▸ **Raw data**:
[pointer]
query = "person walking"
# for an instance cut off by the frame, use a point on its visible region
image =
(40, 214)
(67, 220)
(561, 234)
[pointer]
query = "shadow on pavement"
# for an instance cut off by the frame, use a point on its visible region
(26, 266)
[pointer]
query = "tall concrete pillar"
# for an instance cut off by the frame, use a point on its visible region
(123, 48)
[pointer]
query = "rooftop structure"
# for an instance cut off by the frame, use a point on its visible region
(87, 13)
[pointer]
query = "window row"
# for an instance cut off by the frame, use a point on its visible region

▸ **Set task**: Could you change every "instance" to "object" throughout the records above and leave everything else as it is?

▸ **Final result**:
[pointer]
query = "person walking"
# for an object cut off by the frame, use a point on its visible region
image =
(40, 214)
(67, 220)
(561, 234)
[pointer]
query = "shadow on pavement"
# for an object cut off by the frame, use a point on its visible region
(26, 266)
[pointer]
query = "tall concrete pillar"
# for an object cut off by the frame, use a point on its visible region
(123, 48)
[pointer]
query = "rooftop structure"
# for an object cut off by the frame, use a point on its visible region
(87, 13)
[pointer]
query = "window row"
# for an object cut off by the frame, use a point on its visible region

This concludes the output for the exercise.